== TEXT TO READ ==
# Down with the cold



## zindel (Feb 22, 2011)

Okay everyone so if you live up north and by north i mean Nebraska area where it gets so cold you can spit and it freezes before it hits the ground (maybe a little exaggerated) you will feel my pain. So i live in an house that the garage is below my house and yes my shop is in there. Its a 2 car and i am quite tempted to never put my car in there and just use the other side as the shop…sucks in the winter but hey what ya gonna do. My real issue is that its still freezing cold in there and i have to keep going inside just to warm up. Once my shop does warm up i notice that there is condensation on the walls of my shop…can't be good for the walls or my tools…any suggestions? WWYD (what would you do)


----------



## Sanman (Dec 12, 2011)

Move South


----------



## VinnieP (Apr 22, 2009)

I live in Lincoln and i use an indoor propane heater hanging on my wall. I've never noticed a condensation problem. My "shop" is in the garage of a split level house.


----------



## zindel (Feb 22, 2011)

VinnieP, do you have a finished shop? or bare concrete i only notice it on my walls that are unfinished. also what kinda propane heater do you have? i was thinking about buying one of them.


----------



## VinnieP (Apr 22, 2009)

The first 4 feet from the floor is the concrete foundation and from there to the ceiling is dry-walled. I'm assuming there is insulation behind the dry-wall. It always stays above freezing even in our bitter late january to february weather.

The heater is a remington 30,000 BTU. I got it on clearance last summer at menards. The only thing I don't like about it is there isn't a fan you can attach to it to blow the heat out. So, to prevent the heat from just climbing the wall i put a box fan in front of it to distribute the heat. Soon i'm going to build a sheet metal shroud to hang above it and attach a duct work fan. I've heard air filters hanging from the ceiling help move the air too but I don't have one.

== LIST OF TASKS ==
- a) Name each distinct username that posts in the forum thread about the cold garage shop.
- b) Write the next part of the forum thread about the cold garage shop, starting after its final post.

== MATERIAL ==
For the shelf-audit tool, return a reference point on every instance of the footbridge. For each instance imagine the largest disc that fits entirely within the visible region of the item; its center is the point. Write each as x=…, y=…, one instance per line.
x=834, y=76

== RESPONSES ==
- a) zindel, Sanman, VinnieP

- b)
----------



## toymike (Nov 17, 2011)

You should only get condensation on walls that are uninsulatied where warm air meets cold wall. As to the heater remember anything that burns fuel needs to be well vented, to much co2 and it ain't going end well.


----------



## zindel (Feb 22, 2011)

Thanks guys, i knew the cause of condensation i just kinda worried it would hurt the cement or anything. I figure i should pry put a dehumidifier in there from what i have read online that seems to help a lot of people.


----------



## dankc908 (Dec 3, 2011)

Zindel-I do feel your pain. I live in Council Bluffs (Omaha is our largest 'suburb') and just do not go to my 'single-car' garage from about the 1st of December to the middle of March. I have lots of ideas, plans and projects but I use the months in between to cruise the 'net and check out all of these forums for 'good weather' ideas. Our single-car garage hasn't had a car in it for 15 years and we have no plans to put one in it! Have a good winter!

PS - How does one post pix of the shop to the forum here? Do I have to have a photobucket account?


----------



## zindel (Feb 22, 2011)

Dankc, thanks for the comment, and to post a picture all you have to do is either in a comment or in a new post there is a little button that says img…this will allow you to upload a photo from your computer or if you have one from a website.


----------



## rlrobinhood (Feb 26, 2011)

What kind of heater do you have? I live in northern MT and it gets REALLY cold here. I heated my shop with a top hot type heater and had tons of condensation on everything. This type of heater is propane and all combustion goes into the shop. Probably not healthy.

After heating the shop a couple time like that I bought a hanging heater that exausts outside. This has basically elimated all the condensation issues I had. Probably more efficient and definately better from a health standpoint.


----------



## mrtoasty (Jan 13, 2011)

Get some insulation on those bare walls and make sure you vent any heater you use. Can you bring some heat in from the heat trunk line for the house? Are the garage doors insulated? The one side you never use could be framed in and insulated that way. If you leave the door in place it won't change the outdoor look.

Have you considered a wall between the two sides? Just throwing out ideas.

Les


----------



## zindel (Feb 22, 2011)

Les, i have not thought about closing up both sides but i don't think i want to do that as it would really limit the size of my shop. But yeah i will need to put something on those walls.


----------



## Stargazer (May 9, 2010)

Here got down to 50 here last night. Can you believe it, 50?

Rick


----------



## TimmyP (Sep 13, 2011)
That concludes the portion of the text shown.